(REQUEST) Return the part of the items below that opens with the line containing "Task: annotate each instance of the stage" and closes with the line containing "x=217 y=227", both lines included, copied without any change.
== == ==
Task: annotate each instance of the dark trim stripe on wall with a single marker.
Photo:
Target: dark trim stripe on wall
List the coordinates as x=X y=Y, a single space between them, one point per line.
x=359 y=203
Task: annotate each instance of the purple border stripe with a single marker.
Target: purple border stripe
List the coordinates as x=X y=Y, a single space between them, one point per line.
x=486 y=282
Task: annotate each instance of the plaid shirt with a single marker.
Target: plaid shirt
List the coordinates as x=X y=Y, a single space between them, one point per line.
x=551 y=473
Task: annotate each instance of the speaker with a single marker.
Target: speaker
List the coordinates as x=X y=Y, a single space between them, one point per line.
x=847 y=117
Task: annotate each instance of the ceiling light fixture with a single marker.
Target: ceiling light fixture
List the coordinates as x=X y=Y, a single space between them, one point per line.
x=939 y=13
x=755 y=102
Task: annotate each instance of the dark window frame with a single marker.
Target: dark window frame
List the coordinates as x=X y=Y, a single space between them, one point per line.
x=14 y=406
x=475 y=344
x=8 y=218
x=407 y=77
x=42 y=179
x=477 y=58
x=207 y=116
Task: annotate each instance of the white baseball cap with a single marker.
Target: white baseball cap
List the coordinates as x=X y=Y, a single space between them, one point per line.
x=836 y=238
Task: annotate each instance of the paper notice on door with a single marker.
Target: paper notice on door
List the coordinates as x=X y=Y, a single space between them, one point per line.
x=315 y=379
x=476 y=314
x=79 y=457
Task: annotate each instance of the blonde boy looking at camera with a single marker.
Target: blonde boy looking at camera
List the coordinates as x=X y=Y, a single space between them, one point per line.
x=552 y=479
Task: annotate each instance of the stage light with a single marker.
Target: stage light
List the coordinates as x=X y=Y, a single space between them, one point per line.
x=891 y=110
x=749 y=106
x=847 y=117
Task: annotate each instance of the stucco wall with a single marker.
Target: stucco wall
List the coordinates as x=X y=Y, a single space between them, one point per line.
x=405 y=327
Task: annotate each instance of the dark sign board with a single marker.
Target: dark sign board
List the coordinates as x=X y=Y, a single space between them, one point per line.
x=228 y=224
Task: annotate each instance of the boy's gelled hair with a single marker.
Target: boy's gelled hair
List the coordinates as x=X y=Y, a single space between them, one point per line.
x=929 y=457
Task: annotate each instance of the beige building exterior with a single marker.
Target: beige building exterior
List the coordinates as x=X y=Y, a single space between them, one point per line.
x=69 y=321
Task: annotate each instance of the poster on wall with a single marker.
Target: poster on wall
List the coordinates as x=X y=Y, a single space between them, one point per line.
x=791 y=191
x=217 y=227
== == ==
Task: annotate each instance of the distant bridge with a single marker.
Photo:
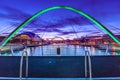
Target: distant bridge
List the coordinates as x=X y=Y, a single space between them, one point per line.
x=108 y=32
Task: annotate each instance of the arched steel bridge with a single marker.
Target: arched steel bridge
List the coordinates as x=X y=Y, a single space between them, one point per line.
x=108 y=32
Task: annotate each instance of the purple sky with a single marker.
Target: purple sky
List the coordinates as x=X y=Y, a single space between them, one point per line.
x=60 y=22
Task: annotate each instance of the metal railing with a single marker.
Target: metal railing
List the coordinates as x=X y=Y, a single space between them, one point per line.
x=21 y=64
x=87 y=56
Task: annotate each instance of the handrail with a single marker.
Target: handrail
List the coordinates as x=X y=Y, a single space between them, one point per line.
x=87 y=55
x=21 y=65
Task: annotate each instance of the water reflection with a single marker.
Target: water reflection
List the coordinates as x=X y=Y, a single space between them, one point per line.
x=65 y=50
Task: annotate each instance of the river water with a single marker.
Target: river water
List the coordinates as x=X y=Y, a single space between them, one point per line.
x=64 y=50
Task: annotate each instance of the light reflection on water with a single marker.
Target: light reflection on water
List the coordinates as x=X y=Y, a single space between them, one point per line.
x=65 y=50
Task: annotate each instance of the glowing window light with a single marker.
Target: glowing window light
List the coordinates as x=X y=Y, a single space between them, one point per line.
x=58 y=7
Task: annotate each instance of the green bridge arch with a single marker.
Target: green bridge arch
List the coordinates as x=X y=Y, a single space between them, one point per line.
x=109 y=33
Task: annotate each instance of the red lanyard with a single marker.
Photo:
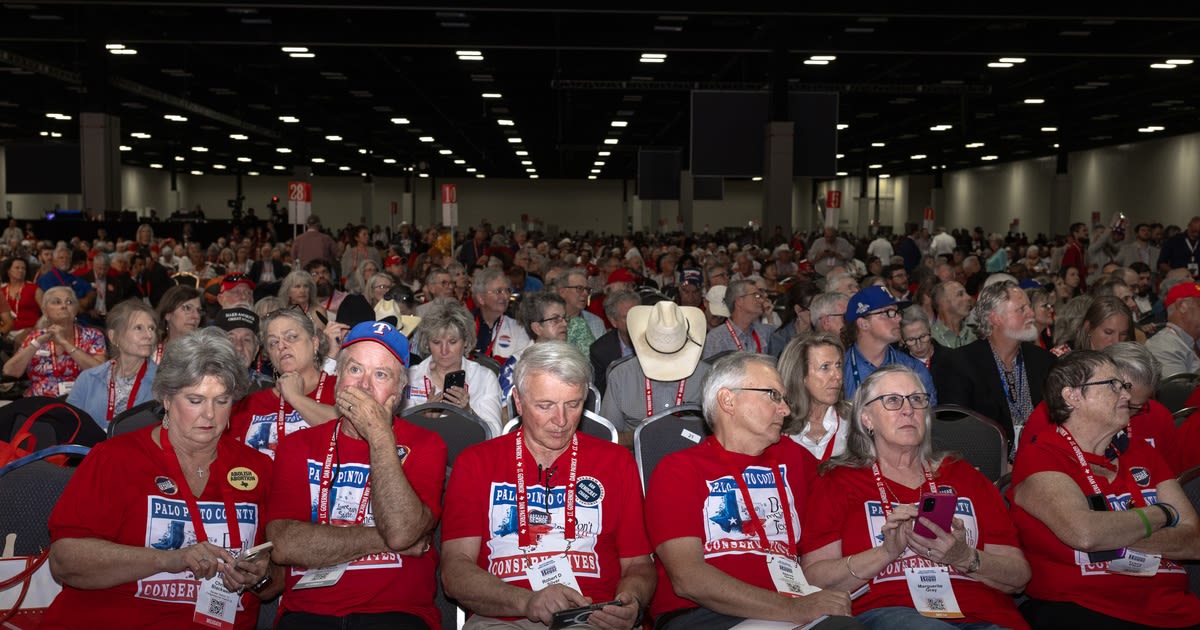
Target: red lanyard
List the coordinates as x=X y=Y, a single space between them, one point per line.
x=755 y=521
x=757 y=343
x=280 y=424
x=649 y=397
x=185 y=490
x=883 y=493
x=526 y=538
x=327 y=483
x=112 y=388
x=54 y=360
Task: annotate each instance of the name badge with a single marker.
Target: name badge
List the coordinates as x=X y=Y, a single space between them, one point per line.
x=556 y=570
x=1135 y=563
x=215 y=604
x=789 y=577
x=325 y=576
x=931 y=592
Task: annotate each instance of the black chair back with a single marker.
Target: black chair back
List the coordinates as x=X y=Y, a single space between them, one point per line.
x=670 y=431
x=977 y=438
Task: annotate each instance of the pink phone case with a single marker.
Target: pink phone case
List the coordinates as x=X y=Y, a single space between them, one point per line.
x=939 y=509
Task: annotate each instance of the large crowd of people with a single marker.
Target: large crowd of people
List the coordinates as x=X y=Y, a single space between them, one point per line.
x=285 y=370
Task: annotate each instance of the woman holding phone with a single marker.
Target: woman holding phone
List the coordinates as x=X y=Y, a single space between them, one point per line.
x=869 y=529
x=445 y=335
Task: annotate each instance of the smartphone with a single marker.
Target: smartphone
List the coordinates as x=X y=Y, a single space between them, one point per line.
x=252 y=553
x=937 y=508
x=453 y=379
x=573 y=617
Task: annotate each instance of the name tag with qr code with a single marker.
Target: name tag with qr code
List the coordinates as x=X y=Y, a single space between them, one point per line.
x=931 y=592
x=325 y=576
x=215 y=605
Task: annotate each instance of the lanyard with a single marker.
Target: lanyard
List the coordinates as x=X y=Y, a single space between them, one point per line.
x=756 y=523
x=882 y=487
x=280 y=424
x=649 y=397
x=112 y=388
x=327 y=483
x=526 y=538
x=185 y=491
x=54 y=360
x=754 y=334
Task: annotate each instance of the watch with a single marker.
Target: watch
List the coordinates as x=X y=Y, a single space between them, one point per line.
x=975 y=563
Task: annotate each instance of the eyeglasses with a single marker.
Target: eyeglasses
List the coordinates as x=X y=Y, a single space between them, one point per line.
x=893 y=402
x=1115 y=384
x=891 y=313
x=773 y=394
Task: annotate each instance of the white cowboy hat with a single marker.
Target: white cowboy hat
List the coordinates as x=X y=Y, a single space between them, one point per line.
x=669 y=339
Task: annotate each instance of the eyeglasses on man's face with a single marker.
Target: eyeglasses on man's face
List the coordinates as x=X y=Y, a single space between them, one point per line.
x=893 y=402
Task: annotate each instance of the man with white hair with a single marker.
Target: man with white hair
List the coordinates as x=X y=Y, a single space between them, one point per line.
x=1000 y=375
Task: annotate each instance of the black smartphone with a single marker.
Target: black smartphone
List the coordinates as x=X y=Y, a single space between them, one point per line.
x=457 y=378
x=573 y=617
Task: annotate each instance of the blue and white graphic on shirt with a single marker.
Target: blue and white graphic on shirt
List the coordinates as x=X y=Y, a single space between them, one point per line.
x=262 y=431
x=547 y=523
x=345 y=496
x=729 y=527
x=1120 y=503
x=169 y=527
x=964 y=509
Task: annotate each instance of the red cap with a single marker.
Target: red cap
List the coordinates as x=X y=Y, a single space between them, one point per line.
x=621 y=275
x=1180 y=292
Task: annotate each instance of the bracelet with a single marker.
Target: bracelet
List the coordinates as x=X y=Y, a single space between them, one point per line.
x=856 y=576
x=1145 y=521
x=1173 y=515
== == ==
(RESULT OF THIS TASK)
Task: annotate each instance of the stage light with a single marker.
Target: stage light
List the coordinates as x=X y=Y, a single space between them, one point per line.
x=891 y=110
x=749 y=106
x=847 y=117
Task: annotate each instance of the stucco wall with a single marker.
Target: stucco wall
List the coordinates as x=X y=Y, a single space between them, one point per line.
x=405 y=327
Task: annotate each instance of the dark sign board with a single marker.
Target: dark sign board
List the coordinates as x=X y=Y, a single space between them, one point per line.
x=228 y=224
Task: annotate each instance of the boy's gelled hair with a single marker.
Target: boy's gelled hair
List the coordinates as x=X y=Y, a single space between them, one point per line.
x=929 y=457
Task: annotate each instance of the beige building exterior with a single marker.
Target: beige building exterior
List the coordinates as x=X y=Y, a single space between them, one point per line.
x=69 y=321
Task: annotate each instance of the poster on wall with a single marker.
Target: poster on wall
List the coordinates as x=X y=Y, a single space between them, one point per line.
x=791 y=191
x=217 y=227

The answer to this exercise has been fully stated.